** Opening Dataset records block **

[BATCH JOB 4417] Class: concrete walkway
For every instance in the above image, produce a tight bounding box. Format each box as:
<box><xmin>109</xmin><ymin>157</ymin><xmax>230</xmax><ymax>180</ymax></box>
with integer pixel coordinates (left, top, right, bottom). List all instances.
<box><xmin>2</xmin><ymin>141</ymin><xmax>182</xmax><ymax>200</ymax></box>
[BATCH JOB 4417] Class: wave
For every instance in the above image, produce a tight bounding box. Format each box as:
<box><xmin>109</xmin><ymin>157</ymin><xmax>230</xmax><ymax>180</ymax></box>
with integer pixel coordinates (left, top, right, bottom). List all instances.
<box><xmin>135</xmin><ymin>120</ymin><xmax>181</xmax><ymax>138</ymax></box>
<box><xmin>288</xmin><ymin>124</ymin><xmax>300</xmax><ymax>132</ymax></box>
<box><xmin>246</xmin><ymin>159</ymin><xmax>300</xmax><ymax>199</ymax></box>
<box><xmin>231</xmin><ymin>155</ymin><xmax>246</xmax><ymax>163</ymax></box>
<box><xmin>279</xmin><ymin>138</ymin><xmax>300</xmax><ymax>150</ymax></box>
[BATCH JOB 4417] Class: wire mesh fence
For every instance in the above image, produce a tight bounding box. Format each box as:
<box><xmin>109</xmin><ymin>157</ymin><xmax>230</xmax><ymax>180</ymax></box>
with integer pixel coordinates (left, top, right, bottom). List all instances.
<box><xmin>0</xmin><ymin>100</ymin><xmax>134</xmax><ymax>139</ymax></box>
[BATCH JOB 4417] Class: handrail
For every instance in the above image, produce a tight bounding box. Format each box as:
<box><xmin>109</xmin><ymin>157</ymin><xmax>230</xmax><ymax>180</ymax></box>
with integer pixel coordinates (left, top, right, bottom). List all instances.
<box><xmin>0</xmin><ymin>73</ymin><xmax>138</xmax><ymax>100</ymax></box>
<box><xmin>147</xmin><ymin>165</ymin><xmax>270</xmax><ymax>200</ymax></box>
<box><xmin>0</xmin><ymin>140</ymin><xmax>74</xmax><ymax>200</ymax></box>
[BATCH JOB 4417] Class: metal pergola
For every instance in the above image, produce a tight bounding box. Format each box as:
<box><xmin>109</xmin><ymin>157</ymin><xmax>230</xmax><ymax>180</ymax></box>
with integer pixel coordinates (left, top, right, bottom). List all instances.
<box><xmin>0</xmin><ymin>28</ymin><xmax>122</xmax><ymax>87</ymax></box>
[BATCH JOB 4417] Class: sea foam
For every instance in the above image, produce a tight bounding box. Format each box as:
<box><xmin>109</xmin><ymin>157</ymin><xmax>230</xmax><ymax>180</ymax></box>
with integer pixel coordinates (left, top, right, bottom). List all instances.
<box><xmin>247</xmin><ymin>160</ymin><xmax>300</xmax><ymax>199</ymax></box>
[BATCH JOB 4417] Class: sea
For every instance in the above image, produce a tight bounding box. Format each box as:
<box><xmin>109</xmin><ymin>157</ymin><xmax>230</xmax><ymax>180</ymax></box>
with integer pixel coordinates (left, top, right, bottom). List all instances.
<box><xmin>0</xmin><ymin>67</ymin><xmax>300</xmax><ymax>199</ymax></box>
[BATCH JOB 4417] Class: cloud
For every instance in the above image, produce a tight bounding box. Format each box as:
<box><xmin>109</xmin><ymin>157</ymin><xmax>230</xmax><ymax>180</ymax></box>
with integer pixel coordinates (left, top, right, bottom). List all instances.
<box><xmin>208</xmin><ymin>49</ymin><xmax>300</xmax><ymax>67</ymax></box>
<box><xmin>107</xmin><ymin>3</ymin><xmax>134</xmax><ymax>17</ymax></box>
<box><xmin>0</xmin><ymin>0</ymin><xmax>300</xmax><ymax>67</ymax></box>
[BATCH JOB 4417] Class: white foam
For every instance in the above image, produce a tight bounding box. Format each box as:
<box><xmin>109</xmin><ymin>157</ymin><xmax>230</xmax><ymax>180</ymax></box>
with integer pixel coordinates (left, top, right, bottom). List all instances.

** Closing Dataset records block **

(Task details) Every entry above must be reproduced word for word.

(Your solution)
[BATCH JOB 4417] Class: concrete walkway
For every instance in the above image, produce a tight bounding box. Format each box as:
<box><xmin>109</xmin><ymin>157</ymin><xmax>230</xmax><ymax>180</ymax></box>
with integer pixel coordinates (left, top, right, bottom). List all instances.
<box><xmin>2</xmin><ymin>141</ymin><xmax>182</xmax><ymax>200</ymax></box>
[BATCH JOB 4417] Class: wave
For every instance in the above image, produce a tight bounding box. Format each box as:
<box><xmin>109</xmin><ymin>157</ymin><xmax>230</xmax><ymax>180</ymax></box>
with integer pixel coordinates (left, top, right, bottom). List all instances.
<box><xmin>135</xmin><ymin>120</ymin><xmax>181</xmax><ymax>138</ymax></box>
<box><xmin>288</xmin><ymin>124</ymin><xmax>300</xmax><ymax>132</ymax></box>
<box><xmin>246</xmin><ymin>159</ymin><xmax>300</xmax><ymax>199</ymax></box>
<box><xmin>231</xmin><ymin>155</ymin><xmax>246</xmax><ymax>163</ymax></box>
<box><xmin>279</xmin><ymin>138</ymin><xmax>300</xmax><ymax>150</ymax></box>
[BATCH JOB 4417] Class: wire mesh fence
For every instance in the above image, produce a tight bounding box. Format each box as:
<box><xmin>109</xmin><ymin>157</ymin><xmax>230</xmax><ymax>180</ymax></box>
with integer pixel coordinates (left, top, right, bottom). List all instances.
<box><xmin>0</xmin><ymin>100</ymin><xmax>134</xmax><ymax>139</ymax></box>
[BATCH JOB 4417] Class: handrail
For every instance in the above image, produce a tight bounding box. Format each box as:
<box><xmin>109</xmin><ymin>157</ymin><xmax>230</xmax><ymax>180</ymax></box>
with integer pixel coordinates (left, top, right, bottom). List all instances.
<box><xmin>0</xmin><ymin>73</ymin><xmax>138</xmax><ymax>100</ymax></box>
<box><xmin>147</xmin><ymin>165</ymin><xmax>270</xmax><ymax>200</ymax></box>
<box><xmin>0</xmin><ymin>140</ymin><xmax>74</xmax><ymax>200</ymax></box>
[BATCH JOB 4417] Class: metal pergola
For every instance in the above image, produce a tight bounding box. Format each box as:
<box><xmin>109</xmin><ymin>157</ymin><xmax>230</xmax><ymax>180</ymax></box>
with integer pixel coordinates (left, top, right, bottom). List all instances.
<box><xmin>0</xmin><ymin>28</ymin><xmax>122</xmax><ymax>87</ymax></box>
[BATCH JOB 4417] Class: sea foam
For every instance in the above image, produce a tight bounding box. Format each box as:
<box><xmin>109</xmin><ymin>157</ymin><xmax>230</xmax><ymax>180</ymax></box>
with integer pixel coordinates (left, top, right, bottom). List all instances.
<box><xmin>247</xmin><ymin>160</ymin><xmax>300</xmax><ymax>199</ymax></box>
[BATCH JOB 4417] Class: sea
For every instance in the above image, produce a tight bounding box. Format each box as:
<box><xmin>109</xmin><ymin>157</ymin><xmax>230</xmax><ymax>180</ymax></box>
with integer pixel coordinates (left, top, right, bottom). List all instances.
<box><xmin>0</xmin><ymin>67</ymin><xmax>300</xmax><ymax>199</ymax></box>
[BATCH JOB 4417] Class: cloud
For every instance in the above image, produce a tight bounding box. Format each box as:
<box><xmin>109</xmin><ymin>157</ymin><xmax>230</xmax><ymax>180</ymax></box>
with integer pixel coordinates (left, top, right, bottom). List all instances.
<box><xmin>208</xmin><ymin>49</ymin><xmax>300</xmax><ymax>67</ymax></box>
<box><xmin>107</xmin><ymin>3</ymin><xmax>134</xmax><ymax>17</ymax></box>
<box><xmin>0</xmin><ymin>0</ymin><xmax>300</xmax><ymax>67</ymax></box>
[BATCH JOB 4417] Class: white foam
For every instance in the above image, produce a tight bounding box. Format each box as:
<box><xmin>109</xmin><ymin>157</ymin><xmax>230</xmax><ymax>180</ymax></box>
with integer pixel coordinates (left, top, right, bottom). List all instances.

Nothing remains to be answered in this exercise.